• Task requirements
In the records below, substitute "locate" for every occurrence of "determine" and leave everything else unchanged.

• Task material
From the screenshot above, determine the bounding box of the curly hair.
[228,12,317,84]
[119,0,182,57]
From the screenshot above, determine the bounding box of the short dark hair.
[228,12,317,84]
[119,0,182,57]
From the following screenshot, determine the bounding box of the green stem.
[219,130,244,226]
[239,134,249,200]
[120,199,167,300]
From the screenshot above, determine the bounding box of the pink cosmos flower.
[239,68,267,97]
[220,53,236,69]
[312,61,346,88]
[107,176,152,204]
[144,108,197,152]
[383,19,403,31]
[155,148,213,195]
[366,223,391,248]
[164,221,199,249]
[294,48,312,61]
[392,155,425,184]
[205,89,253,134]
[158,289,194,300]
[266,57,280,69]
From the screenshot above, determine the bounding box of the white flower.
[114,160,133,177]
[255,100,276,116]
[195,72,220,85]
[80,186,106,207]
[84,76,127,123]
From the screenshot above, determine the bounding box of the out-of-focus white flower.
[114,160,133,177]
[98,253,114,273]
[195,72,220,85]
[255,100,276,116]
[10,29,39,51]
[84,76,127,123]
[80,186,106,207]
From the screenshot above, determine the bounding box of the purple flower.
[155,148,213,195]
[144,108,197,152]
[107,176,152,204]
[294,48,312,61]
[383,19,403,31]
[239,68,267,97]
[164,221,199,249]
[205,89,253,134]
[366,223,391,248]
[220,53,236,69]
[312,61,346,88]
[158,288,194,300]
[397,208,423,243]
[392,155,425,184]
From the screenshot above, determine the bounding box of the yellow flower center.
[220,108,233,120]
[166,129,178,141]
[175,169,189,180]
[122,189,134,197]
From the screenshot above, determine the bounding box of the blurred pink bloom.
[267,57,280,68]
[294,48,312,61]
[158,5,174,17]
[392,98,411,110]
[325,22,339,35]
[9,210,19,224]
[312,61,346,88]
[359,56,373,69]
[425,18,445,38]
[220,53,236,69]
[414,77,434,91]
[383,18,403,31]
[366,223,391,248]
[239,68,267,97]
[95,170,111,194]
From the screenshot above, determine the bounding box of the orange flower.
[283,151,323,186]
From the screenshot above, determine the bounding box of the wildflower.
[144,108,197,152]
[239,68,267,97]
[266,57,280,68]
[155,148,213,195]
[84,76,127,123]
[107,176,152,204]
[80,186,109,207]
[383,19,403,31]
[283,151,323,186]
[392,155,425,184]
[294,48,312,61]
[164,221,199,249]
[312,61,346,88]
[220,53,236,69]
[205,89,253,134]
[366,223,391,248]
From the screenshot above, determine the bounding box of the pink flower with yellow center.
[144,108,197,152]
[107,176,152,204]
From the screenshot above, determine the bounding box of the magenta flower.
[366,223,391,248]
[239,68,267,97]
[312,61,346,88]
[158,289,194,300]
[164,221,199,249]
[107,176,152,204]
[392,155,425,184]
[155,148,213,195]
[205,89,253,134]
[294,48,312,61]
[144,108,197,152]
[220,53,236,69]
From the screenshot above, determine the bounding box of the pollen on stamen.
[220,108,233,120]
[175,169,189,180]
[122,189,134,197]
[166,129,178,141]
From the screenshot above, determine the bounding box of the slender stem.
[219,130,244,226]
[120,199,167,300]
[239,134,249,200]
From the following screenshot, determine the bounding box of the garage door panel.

• Task response
From the screenshot above, locate the bounding box of the curly hair.
[228,12,317,84]
[119,0,182,57]
From the screenshot above, locate the bounding box of the short dark hair.
[228,12,317,84]
[119,0,182,57]
From the following screenshot, locate the bounding box of the green stem.
[219,130,244,226]
[239,134,249,200]
[120,199,167,300]
From the screenshot above, locate the bounding box of the pink cosmos flower.
[239,68,267,97]
[220,53,236,69]
[312,61,346,88]
[107,176,152,204]
[144,108,197,152]
[383,19,403,31]
[155,148,213,195]
[366,223,391,248]
[164,221,199,249]
[294,48,312,61]
[392,155,425,184]
[205,89,253,134]
[158,289,194,300]
[266,57,280,69]
From the screenshot above, locate the bounding box of the white flower.
[114,160,133,177]
[255,100,276,116]
[195,72,220,85]
[80,186,106,207]
[84,76,127,123]
From the screenshot above, locate the bounding box of the out-of-focus white flower.
[114,160,133,177]
[98,253,114,273]
[195,72,220,85]
[255,100,276,116]
[10,29,39,51]
[84,76,127,123]
[80,186,106,207]
From the screenshot above, locate the bounding box of the purple flower.
[155,148,213,195]
[144,108,197,152]
[107,176,152,204]
[294,48,312,61]
[383,19,403,31]
[239,68,267,97]
[164,221,199,249]
[205,89,253,134]
[366,223,391,248]
[220,53,236,69]
[312,61,346,88]
[158,288,194,300]
[397,208,423,243]
[392,155,425,184]
From the screenshot above, locate the bounding box of the yellow flower center.
[220,108,233,120]
[166,129,178,141]
[175,169,189,180]
[122,189,134,197]
From the screenshot above, locate the bounding box of the blurred pink bloom.
[267,57,280,68]
[294,48,312,61]
[158,5,174,17]
[392,98,411,110]
[325,22,339,35]
[9,210,19,224]
[312,61,346,88]
[359,56,373,69]
[425,18,445,38]
[220,53,236,69]
[414,77,434,91]
[383,18,403,31]
[366,223,391,248]
[239,68,267,97]
[95,170,111,194]
From the screenshot above, locate the bounding box of the orange flower.
[283,151,323,186]
From the screenshot above, locate the bounding box of the wildflower.
[144,108,197,152]
[239,68,267,97]
[266,57,280,68]
[155,148,213,195]
[84,76,127,123]
[107,176,152,204]
[80,186,109,207]
[383,19,403,31]
[283,151,323,186]
[392,155,425,184]
[294,48,312,61]
[164,221,199,249]
[312,61,346,88]
[220,53,236,69]
[205,89,253,134]
[366,223,391,248]
From the screenshot above, locate the bounding box of the pink flower with yellow center.
[144,108,197,152]
[107,176,152,204]
From the screenshot above, locate the bounding box of the magenta flower.
[366,223,391,248]
[239,68,267,97]
[312,61,346,88]
[158,289,194,300]
[164,221,199,249]
[107,176,152,204]
[392,155,425,184]
[155,148,213,195]
[205,89,253,134]
[294,48,312,61]
[144,108,197,152]
[220,53,236,69]
From the screenshot above, locate the bounding box of the pollen on stamen.
[220,108,233,120]
[175,169,189,180]
[122,189,134,197]
[166,129,178,141]
From the screenshot above, locate the bounding box of the slender stem.
[219,130,244,226]
[120,199,167,300]
[239,134,249,200]
From the following screenshot, locate the bounding box of the garage door panel.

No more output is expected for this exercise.